---------- Material provided

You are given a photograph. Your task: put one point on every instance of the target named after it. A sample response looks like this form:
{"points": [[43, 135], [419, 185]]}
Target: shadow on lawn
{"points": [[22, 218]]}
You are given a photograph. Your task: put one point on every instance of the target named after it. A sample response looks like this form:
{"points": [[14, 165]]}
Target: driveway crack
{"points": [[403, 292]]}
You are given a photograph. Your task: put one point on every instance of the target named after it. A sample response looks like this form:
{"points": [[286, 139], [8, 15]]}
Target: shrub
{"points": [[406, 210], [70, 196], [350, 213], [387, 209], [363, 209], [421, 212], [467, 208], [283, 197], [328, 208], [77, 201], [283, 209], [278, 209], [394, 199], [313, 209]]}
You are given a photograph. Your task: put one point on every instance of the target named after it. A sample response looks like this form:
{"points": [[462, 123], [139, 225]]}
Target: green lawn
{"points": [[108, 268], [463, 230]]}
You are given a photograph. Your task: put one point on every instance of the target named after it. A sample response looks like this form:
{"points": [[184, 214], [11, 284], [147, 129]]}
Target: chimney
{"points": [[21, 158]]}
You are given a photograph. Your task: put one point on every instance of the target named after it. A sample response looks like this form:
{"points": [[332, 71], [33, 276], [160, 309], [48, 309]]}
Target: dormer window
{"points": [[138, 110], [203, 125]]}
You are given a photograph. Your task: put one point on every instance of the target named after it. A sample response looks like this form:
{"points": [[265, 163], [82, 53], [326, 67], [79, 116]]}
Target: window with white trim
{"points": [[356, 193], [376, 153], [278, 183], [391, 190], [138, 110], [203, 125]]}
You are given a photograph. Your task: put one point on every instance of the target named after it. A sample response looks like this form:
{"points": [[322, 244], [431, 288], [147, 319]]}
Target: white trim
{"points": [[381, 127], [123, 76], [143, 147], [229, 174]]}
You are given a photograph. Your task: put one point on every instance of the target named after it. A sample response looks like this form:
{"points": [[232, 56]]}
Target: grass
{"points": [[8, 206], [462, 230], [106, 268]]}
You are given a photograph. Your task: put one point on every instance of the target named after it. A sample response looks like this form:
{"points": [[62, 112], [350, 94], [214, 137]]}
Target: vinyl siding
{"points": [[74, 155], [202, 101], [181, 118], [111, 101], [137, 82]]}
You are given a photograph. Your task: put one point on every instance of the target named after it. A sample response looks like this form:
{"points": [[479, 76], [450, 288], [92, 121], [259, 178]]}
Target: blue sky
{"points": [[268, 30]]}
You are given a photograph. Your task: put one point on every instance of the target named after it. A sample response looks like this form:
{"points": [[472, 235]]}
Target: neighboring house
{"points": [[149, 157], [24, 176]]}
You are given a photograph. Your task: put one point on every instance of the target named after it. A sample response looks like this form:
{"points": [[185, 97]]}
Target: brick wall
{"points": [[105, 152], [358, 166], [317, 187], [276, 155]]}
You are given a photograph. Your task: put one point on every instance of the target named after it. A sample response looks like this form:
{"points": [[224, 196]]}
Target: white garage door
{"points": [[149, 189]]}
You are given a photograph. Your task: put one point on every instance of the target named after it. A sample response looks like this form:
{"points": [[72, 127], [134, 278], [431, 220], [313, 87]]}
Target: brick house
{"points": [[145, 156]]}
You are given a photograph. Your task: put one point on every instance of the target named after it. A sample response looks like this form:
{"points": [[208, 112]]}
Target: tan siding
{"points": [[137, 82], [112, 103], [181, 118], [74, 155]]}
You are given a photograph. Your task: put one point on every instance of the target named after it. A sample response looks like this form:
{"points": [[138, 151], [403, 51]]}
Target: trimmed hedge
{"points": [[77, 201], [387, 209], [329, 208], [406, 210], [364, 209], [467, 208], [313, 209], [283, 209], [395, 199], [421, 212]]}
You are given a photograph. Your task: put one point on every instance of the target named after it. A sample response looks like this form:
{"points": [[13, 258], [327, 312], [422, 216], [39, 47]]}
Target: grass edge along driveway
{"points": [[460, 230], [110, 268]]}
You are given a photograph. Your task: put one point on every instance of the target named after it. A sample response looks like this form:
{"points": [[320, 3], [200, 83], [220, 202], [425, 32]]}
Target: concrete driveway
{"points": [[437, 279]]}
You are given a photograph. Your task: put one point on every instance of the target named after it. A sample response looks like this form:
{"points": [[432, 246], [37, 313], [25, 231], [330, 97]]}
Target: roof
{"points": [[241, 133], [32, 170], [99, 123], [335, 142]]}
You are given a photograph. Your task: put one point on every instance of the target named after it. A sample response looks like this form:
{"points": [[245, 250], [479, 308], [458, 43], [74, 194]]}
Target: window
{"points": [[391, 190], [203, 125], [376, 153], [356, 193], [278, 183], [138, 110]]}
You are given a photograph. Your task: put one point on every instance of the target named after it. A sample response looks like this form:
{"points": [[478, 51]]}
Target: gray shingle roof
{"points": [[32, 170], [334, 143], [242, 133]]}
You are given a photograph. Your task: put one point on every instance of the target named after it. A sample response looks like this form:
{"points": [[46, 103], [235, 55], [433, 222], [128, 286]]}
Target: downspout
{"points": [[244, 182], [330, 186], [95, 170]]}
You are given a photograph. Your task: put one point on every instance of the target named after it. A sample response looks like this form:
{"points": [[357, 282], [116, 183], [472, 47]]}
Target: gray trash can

--------------------

• **Task item**: Transcribe the listing above exactly, including every line.

• **Output of the exercise**:
You are given a photograph. Your task: put one point on every instance of the target named after it. A sample response looks like this form:
{"points": [[43, 135], [419, 185]]}
Target: shadow on lawn
{"points": [[22, 218]]}
You are given a photograph. Your task: put one point on every instance of the target named after it. A sample response looks like this form:
{"points": [[14, 165]]}
Target: driveway crack
{"points": [[403, 292]]}
You are given a photograph. Your task: put one point on every instance of the target named after it. A sample response looks like this form:
{"points": [[286, 139], [8, 15]]}
Target: shrub
{"points": [[406, 210], [70, 196], [350, 213], [387, 209], [363, 209], [421, 212], [467, 208], [283, 197], [328, 208], [77, 201], [283, 209], [278, 209], [394, 199], [313, 209]]}
You are given a photograph. Your task: put one point on every instance of the target named after it. A sample response looks like this form:
{"points": [[462, 123], [139, 225]]}
Target: green lawn
{"points": [[108, 268], [463, 230]]}
You are given a photograph. Your task: put one point on every instance of the target named after it. A sample response looks like this form:
{"points": [[184, 214], [11, 284], [147, 129]]}
Target: chimney
{"points": [[21, 158]]}
You are given a photograph. Your task: put one point on every instance of the target named after it. A sample response looks like this form:
{"points": [[332, 71], [33, 276], [160, 309], [48, 309]]}
Target: dormer window
{"points": [[138, 110], [203, 125]]}
You are given a photograph. Your task: put one point on every instance of the target named after it. A sample response looks like this form:
{"points": [[265, 163], [82, 53], [326, 67], [79, 116]]}
Target: window with white trim
{"points": [[356, 193], [376, 153], [278, 183], [391, 190], [138, 110], [203, 125]]}
You are given a photograph. Your task: put one point on every instance of the target named after it. A sample response looks like this form:
{"points": [[322, 244], [431, 288], [147, 319]]}
Target: white trim
{"points": [[381, 127], [123, 76], [143, 147], [229, 174]]}
You are given a photograph. Your task: put one point on every instance of the target named after it. A sample response looks like this form:
{"points": [[232, 56]]}
Target: grass
{"points": [[8, 206], [462, 230], [106, 268]]}
You are given a photograph. Your task: put one point on every instance of the target named after it. A sample response looks like this form:
{"points": [[62, 112], [350, 94], [214, 137]]}
Target: vinyl siding
{"points": [[74, 155], [202, 101], [181, 118], [111, 101], [137, 82]]}
You are given a photograph. Your task: put one point on every instance of the target named after it. A sample response looks like this form:
{"points": [[479, 76], [450, 288], [92, 121], [259, 178]]}
Target: blue sky
{"points": [[268, 30]]}
You are given a photograph. Your task: put one point on every instance of the target named after it. A sample response looks like this form:
{"points": [[472, 235]]}
Target: neighboring house
{"points": [[149, 157], [24, 176]]}
You are given a photograph. Your task: put one point on every instance of the target named after it. A sample response looks like this form:
{"points": [[185, 97]]}
Target: brick wall
{"points": [[105, 152], [358, 166], [317, 187], [276, 155]]}
You are given a photograph. Your task: put one point on every instance of the target named after it. A sample response looks like this form:
{"points": [[224, 196]]}
Target: white garage door
{"points": [[149, 189]]}
You are given a photograph. Your task: put one point on every instance of the target named after it. A sample response looks like this form:
{"points": [[72, 127], [134, 278], [431, 220], [313, 87]]}
Target: brick house
{"points": [[145, 156]]}
You are given a photograph. Your task: put one point on every instance of the target named after it. A sample response looks like this form:
{"points": [[208, 112]]}
Target: tan siding
{"points": [[137, 82], [112, 103], [181, 118], [74, 155]]}
You are given a photograph. Your task: put one point on every instance of the target named after it. A sample response looks like this form:
{"points": [[138, 151], [403, 51]]}
Target: trimmed hedge
{"points": [[77, 201], [387, 209], [329, 208], [406, 210], [364, 209], [467, 208], [313, 209], [283, 209], [395, 199], [421, 212]]}
You are given a photograph. Your task: put one point on every instance of the target named after it. A sample response looks like this form:
{"points": [[13, 258], [327, 312], [422, 216], [39, 47]]}
Target: grass edge along driveway
{"points": [[460, 230], [110, 268]]}
You are given a photograph. Your task: put one point on every instance of the target named after it. A sample response looks like this form:
{"points": [[320, 3], [200, 83], [220, 202], [425, 32]]}
Target: concrete driveway
{"points": [[437, 279]]}
You are given a photograph. Your task: put one point on every instance of the target named after it. A sample response looks like this form:
{"points": [[432, 246], [37, 313], [25, 231], [330, 97]]}
Target: roof
{"points": [[241, 133], [32, 170], [99, 123], [335, 142]]}
You are given a photograph. Your task: put one point on every instance of the target named after it. A sample response looks like this form:
{"points": [[245, 250], [479, 308], [458, 43], [74, 194]]}
Target: window
{"points": [[391, 190], [203, 125], [376, 153], [356, 193], [278, 183], [138, 110]]}
You are given a photograph. Your task: put one point on every instance of the target named after it. A sample response looks like this form:
{"points": [[478, 51]]}
Target: gray shingle roof
{"points": [[32, 170], [334, 143], [242, 133]]}
You are given a photograph. Your task: put one point on every instance of the target named after it. A sample response looks like this form:
{"points": [[46, 103], [235, 55], [433, 222], [128, 286]]}
Target: downspout
{"points": [[244, 182], [330, 186], [95, 170]]}
You are given a photograph. Your task: put one point on every instance of the target named after it. A sample response looks like this form:
{"points": [[357, 282], [116, 183], [472, 47]]}
Target: gray trash can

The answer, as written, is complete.